» Aim of the task
Rescale the stretch of entries from the line containing "Where can you see the microwave control" through the end of the entries. Reproduce those lines, requests included, and multiply each point coordinate in the answers by 0.4, rounding to whole numbers with halves rounded up.

» Dataset excerpt
..........
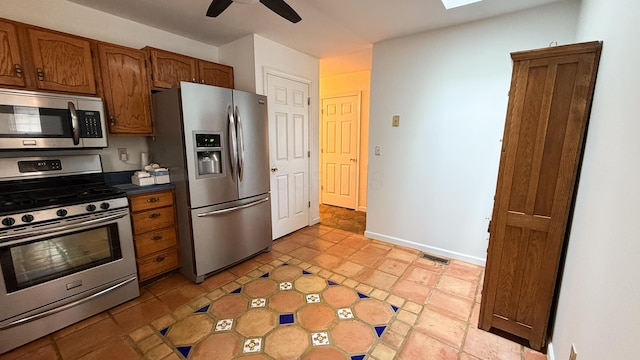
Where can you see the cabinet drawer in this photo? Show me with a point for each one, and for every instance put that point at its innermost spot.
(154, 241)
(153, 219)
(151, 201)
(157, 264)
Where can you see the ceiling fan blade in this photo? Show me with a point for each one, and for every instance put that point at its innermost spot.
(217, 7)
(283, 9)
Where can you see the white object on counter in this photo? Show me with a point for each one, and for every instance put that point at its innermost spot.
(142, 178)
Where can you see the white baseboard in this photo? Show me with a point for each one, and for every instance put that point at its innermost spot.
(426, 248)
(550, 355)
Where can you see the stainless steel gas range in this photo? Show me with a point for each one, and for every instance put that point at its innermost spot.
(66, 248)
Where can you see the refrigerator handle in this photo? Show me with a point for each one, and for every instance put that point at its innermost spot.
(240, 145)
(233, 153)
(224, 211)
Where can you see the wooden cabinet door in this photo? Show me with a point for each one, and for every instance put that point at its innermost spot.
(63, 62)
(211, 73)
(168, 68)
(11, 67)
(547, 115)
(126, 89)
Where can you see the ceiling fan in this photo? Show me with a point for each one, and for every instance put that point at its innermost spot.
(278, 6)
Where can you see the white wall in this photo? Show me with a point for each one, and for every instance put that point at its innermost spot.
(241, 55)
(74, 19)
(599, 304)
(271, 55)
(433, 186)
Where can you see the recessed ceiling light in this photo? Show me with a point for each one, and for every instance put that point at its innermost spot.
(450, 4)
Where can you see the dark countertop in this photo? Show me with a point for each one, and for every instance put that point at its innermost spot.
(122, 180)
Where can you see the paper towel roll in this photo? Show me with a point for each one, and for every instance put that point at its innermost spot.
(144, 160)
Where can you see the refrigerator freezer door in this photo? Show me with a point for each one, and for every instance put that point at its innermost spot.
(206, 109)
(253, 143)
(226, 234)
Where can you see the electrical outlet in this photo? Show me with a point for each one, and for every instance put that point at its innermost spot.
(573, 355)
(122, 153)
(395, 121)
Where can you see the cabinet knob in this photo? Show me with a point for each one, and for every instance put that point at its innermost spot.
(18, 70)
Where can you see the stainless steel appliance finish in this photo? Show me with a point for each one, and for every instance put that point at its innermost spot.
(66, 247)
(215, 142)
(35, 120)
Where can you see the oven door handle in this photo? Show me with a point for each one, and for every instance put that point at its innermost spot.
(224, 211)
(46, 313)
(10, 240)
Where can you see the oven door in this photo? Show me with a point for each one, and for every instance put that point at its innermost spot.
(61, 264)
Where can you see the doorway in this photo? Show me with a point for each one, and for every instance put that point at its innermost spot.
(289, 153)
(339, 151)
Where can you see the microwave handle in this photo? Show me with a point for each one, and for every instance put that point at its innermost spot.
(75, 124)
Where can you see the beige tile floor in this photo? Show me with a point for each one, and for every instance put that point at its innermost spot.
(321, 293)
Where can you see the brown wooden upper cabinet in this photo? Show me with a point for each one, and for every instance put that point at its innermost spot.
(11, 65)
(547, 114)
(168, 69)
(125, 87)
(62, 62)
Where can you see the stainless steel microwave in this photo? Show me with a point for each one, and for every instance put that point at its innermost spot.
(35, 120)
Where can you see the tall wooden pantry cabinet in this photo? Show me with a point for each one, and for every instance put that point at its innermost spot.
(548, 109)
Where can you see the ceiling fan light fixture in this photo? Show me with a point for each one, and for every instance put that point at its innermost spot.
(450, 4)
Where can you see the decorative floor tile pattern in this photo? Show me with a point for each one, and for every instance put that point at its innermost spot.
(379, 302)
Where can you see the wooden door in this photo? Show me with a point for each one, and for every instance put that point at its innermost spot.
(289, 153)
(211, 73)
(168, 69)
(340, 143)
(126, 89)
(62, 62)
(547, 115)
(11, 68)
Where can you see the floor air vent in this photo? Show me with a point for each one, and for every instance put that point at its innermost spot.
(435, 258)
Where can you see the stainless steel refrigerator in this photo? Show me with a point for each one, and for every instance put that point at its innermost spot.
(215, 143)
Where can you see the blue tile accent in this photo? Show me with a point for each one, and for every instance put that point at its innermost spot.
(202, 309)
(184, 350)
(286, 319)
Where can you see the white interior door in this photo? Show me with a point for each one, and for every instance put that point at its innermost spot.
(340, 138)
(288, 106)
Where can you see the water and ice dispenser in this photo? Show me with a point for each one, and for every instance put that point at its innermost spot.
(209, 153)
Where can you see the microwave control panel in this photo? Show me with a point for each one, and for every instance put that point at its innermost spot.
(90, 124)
..........
» Answer for this exercise
Where can you see the microwave control panel in this photo? Show me with a point for each one, and for every instance put that point at its innermost spot.
(36, 50)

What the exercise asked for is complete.